Studio album by Yeng Constantino
- Released: November 25, 2014
- Genre: OPM, Pop
- Label: Star Music

Yeng Constantino chronology
| Metamorphosis (2013) | All About Love (2014) | Yeng 10 [10 Years of Yeng Constantino] (2016) |

Singles from All About Love
- "Ikaw" Released: August 23, 2014; "What's Up Ahead (ft. Yan Asuncion)" Released: October 30, 2014;

= All About Love (Yeng Constantino album) =

All About Love is the fifth studio album by Filipina singer-songwriter Yeng Constantino, released in the Philippines on November 25, 2014 by Star Music. This album was also the first-full Filipino album to be released on Spotify. The album peaked at number 5 on the Philippine Top-Selling Albums chart.

==Background==

"[This album] will show the other side of myself being a musician... We decided to compile love songs because this is the season where I am in love and I want to share it to everyone." "
— —Yeng, on the album.

__________________________________________________

Please continue the article on the album All About Love, starting right after the quote that closes its Background section.

__________________________________________________

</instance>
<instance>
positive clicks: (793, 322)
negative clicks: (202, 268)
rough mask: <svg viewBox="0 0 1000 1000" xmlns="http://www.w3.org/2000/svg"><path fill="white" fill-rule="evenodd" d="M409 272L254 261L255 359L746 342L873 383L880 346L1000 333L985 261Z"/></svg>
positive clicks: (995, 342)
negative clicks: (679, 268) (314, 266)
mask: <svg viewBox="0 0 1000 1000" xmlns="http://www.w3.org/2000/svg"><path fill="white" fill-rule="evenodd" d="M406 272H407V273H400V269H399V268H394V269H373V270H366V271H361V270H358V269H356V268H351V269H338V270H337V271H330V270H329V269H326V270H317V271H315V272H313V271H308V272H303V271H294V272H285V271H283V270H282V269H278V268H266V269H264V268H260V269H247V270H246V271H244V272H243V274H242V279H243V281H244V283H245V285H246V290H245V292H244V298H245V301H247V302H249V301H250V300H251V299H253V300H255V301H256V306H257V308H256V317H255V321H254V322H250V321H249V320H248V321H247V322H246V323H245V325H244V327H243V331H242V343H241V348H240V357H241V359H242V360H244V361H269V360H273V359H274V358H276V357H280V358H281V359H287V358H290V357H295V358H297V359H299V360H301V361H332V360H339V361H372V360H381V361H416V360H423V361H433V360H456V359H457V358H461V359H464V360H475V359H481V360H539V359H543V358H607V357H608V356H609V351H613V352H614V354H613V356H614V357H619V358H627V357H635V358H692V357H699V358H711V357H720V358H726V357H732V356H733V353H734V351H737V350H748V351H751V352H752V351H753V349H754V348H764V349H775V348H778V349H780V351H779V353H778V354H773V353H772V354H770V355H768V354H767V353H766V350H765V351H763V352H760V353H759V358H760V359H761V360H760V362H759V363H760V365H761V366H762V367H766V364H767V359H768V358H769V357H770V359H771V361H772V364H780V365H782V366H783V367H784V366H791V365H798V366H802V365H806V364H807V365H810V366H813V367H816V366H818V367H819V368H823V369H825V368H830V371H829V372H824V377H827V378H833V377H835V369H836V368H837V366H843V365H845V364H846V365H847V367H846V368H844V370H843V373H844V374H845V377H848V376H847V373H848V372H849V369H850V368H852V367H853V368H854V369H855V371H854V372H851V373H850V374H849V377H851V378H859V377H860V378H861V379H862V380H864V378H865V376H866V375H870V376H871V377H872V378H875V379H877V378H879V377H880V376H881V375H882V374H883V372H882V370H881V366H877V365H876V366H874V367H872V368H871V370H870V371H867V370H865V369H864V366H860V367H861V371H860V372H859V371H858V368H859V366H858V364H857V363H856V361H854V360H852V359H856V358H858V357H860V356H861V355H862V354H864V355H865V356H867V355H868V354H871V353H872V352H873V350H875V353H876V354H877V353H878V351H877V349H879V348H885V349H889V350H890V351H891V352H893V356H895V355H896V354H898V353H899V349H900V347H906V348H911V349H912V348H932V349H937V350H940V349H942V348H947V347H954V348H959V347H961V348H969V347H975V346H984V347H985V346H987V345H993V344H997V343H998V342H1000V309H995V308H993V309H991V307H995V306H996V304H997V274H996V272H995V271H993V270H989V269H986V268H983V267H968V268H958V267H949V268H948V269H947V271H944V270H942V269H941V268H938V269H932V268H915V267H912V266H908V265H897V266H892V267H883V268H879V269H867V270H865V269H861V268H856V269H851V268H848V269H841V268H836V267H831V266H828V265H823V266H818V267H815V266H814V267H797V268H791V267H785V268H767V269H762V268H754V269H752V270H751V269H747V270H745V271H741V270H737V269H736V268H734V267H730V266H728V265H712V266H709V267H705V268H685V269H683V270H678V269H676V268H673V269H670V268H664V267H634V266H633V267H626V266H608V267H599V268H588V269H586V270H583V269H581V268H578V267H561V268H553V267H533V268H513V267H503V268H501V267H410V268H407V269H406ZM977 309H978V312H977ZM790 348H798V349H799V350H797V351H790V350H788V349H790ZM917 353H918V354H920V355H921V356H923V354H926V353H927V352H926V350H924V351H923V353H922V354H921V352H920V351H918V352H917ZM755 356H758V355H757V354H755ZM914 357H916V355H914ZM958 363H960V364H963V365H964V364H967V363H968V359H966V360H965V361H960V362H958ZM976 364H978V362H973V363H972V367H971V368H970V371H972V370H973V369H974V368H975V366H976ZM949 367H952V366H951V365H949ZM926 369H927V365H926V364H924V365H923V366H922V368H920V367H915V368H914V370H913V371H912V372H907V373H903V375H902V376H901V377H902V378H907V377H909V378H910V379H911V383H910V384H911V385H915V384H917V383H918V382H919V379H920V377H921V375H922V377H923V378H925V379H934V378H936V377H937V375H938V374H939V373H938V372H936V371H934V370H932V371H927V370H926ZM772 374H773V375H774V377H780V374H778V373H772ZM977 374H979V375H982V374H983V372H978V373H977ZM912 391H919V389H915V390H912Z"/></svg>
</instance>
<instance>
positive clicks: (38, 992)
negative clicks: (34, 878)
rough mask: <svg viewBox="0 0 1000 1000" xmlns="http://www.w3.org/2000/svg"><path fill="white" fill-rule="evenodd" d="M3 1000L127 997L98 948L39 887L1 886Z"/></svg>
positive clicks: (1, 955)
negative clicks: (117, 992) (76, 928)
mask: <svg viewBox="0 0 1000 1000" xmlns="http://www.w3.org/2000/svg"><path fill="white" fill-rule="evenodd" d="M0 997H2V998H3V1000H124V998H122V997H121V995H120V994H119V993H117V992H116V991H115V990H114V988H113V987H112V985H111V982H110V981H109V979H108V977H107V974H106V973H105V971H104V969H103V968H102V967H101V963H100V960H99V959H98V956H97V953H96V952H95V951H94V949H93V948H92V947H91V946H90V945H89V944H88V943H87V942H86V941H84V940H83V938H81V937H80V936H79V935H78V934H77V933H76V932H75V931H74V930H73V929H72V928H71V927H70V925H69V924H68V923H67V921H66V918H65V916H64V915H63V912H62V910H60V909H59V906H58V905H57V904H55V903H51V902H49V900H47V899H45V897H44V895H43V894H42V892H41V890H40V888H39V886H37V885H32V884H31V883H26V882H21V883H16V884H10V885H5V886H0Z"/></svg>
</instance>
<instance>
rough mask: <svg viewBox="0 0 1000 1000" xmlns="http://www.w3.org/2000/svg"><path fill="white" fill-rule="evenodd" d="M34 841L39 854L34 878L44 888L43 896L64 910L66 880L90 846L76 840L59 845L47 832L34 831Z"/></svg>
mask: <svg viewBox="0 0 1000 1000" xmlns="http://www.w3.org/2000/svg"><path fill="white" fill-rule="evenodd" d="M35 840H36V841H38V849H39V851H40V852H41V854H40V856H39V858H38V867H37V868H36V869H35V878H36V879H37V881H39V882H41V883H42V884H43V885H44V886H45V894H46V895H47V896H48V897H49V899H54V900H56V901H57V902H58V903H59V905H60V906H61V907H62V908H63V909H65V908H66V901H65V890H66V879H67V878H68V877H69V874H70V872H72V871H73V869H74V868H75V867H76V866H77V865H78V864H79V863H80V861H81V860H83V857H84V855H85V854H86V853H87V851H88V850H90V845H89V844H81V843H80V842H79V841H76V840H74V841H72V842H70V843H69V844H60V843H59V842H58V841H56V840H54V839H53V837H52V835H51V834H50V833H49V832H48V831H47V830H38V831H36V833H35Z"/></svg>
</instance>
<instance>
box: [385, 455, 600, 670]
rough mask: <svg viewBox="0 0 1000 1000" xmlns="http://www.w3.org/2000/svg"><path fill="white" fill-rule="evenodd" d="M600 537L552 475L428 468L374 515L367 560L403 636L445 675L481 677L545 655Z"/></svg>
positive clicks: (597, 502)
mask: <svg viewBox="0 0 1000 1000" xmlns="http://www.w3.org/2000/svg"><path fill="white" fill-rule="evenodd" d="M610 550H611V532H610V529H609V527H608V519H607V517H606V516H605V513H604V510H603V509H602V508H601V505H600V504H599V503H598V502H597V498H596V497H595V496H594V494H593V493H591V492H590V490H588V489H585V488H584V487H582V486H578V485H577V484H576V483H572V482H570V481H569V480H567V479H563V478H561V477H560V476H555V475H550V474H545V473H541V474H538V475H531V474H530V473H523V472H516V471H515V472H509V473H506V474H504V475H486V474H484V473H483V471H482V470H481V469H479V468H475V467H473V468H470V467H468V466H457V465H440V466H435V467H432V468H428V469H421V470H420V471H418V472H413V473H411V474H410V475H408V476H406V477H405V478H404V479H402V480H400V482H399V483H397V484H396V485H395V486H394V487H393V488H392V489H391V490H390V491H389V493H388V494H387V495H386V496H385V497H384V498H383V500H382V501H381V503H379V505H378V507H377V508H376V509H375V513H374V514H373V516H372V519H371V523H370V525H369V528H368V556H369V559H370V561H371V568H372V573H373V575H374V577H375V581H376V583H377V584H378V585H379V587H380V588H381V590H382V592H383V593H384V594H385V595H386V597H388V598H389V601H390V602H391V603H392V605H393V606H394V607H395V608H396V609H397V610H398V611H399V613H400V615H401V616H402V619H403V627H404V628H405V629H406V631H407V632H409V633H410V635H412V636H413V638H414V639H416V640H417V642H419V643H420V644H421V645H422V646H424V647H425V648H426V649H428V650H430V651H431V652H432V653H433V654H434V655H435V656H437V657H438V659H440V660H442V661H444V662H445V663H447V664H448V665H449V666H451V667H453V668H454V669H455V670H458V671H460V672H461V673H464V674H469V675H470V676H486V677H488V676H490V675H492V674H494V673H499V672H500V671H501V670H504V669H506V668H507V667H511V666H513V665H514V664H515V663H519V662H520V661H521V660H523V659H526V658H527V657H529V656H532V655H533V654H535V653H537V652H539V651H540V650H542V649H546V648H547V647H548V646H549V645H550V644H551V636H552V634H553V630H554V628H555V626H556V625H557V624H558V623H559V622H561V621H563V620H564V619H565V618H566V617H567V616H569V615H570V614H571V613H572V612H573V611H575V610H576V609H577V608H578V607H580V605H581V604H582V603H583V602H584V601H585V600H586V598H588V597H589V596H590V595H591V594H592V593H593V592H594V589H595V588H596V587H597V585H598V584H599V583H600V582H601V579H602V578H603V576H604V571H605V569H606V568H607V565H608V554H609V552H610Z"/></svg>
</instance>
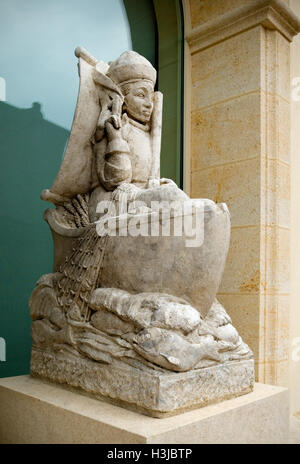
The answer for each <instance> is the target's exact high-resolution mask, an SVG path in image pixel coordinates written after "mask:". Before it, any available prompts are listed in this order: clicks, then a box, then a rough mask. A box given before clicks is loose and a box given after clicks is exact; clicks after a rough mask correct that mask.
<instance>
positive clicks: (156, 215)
mask: <svg viewBox="0 0 300 464" xmlns="http://www.w3.org/2000/svg"><path fill="white" fill-rule="evenodd" d="M96 211H97V213H98V214H99V215H100V216H101V217H100V219H99V220H98V221H97V226H96V229H97V233H98V235H99V236H104V235H109V236H113V237H115V236H120V237H126V236H131V237H138V236H142V237H148V236H150V237H160V236H161V237H171V236H173V237H184V239H185V246H186V247H200V246H201V245H202V244H203V240H204V206H203V203H201V202H193V201H190V200H189V201H184V202H182V201H151V202H150V205H149V204H147V203H145V202H143V201H132V202H127V199H126V198H125V200H124V197H123V199H122V201H119V202H113V201H109V200H107V201H100V202H99V203H98V205H97V210H96Z"/></svg>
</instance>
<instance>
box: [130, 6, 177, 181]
mask: <svg viewBox="0 0 300 464" xmlns="http://www.w3.org/2000/svg"><path fill="white" fill-rule="evenodd" d="M123 2H124V6H125V9H126V13H127V17H128V21H129V25H130V31H131V39H132V48H133V50H135V51H136V52H138V53H140V54H141V55H144V56H145V57H146V58H148V59H149V61H151V63H152V64H153V65H154V66H155V67H156V69H158V83H157V87H158V90H160V91H161V92H162V93H163V95H164V110H163V130H162V147H161V176H162V177H168V178H171V179H173V180H174V181H175V182H176V183H177V185H179V186H180V187H183V124H184V117H183V107H184V102H183V95H184V94H183V83H184V79H183V77H184V76H183V72H184V31H183V27H184V21H183V11H182V3H181V0H164V1H161V0H139V1H138V2H137V1H136V0H123Z"/></svg>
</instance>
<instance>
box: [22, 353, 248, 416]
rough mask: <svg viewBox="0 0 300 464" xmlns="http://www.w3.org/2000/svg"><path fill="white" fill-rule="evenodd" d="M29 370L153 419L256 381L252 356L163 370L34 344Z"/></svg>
mask: <svg viewBox="0 0 300 464" xmlns="http://www.w3.org/2000/svg"><path fill="white" fill-rule="evenodd" d="M30 370H31V375H32V376H34V377H41V378H45V379H47V380H51V381H53V382H56V383H62V384H66V385H65V386H66V387H67V388H68V386H70V387H71V388H72V387H76V388H80V389H82V390H83V391H85V392H87V393H88V394H91V395H93V397H96V398H98V399H101V400H105V401H108V402H110V403H113V404H116V405H120V406H123V407H125V408H127V409H131V410H137V411H139V412H141V413H143V414H146V415H149V416H152V417H167V416H172V415H175V414H179V413H182V412H185V411H188V410H191V409H196V408H199V407H203V406H207V405H208V404H212V403H218V402H220V401H224V400H227V399H229V398H234V397H236V396H240V395H245V394H246V393H250V392H251V391H252V390H253V384H254V362H253V359H247V360H244V361H234V362H228V363H223V364H217V365H214V366H210V367H206V368H203V369H193V370H191V371H189V372H172V371H167V372H166V371H162V370H157V371H155V370H153V369H149V370H148V371H147V370H145V369H143V370H141V369H137V368H136V367H133V366H131V365H128V364H126V363H124V362H123V361H122V360H114V363H113V364H104V363H96V362H94V361H92V360H89V359H86V358H79V357H77V356H73V357H72V356H69V357H66V356H65V355H64V353H63V352H62V353H59V352H58V353H53V352H50V351H41V350H37V349H34V348H33V349H32V355H31V369H30ZM70 387H69V388H70ZM79 393H80V391H79Z"/></svg>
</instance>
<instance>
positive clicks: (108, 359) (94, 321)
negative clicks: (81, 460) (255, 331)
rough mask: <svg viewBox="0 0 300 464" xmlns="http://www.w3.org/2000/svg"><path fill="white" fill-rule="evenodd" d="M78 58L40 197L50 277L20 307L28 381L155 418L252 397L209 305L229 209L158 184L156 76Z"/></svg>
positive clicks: (234, 356)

__________________________________________________

#### [RESPONSE]
All About Love is Constantino's attempt to tackle new sound beyond her mostly pop-rock image, and serves as a prelude to her wedding with fellow musician Yan Asuncion, which was held on February 14, 2015. The 10-track album includes two songs originally composed by Constantino, three songs written and composed by Asuncion, and the other songs by some of her favorite composers in the local music industry. The single "Ikaw" preceded the album, released with a music video on August 23, 2014.

==Track listing==

| No. | Title | Writer(s) | Length |
|---|---|---|---|
| 1. | "Shining Like the Sun" | Yeng Constantino; Victor Christian Asuncion; | 3:34 |
| 2. | "Dance Without the Music" | Constantino; | 4:17 |
| 3. | "Ikaw" | Constantino; | 4:44 |
| 4. | "Dito Ka Lang Sa Tabi" | Toto Sorioso; | 4:44 |
| 5. | "Your Love is My Relief" | Constantino; Asuncion; | 4:06 |
| 6. | "Feels Like" | Gus Abarquez; | 4:15 |
| 7. | "What's Up Ahead (featuring Yan Asuncion)" | Constantino; Asuncion; | 2:41 |
| 8. | "So Beautiful" | Jonathan Manalo; | 4:18 |
| 9. | "Ferris Wheel" | Jed Dumawal; | 4:15 |
| 10. | "Una't Huling Pag-Ibig" | Ebe Dancel; | 4:27 |

=== Note ===

Writer credits based on a news released by ABS-CBN Public Relations website.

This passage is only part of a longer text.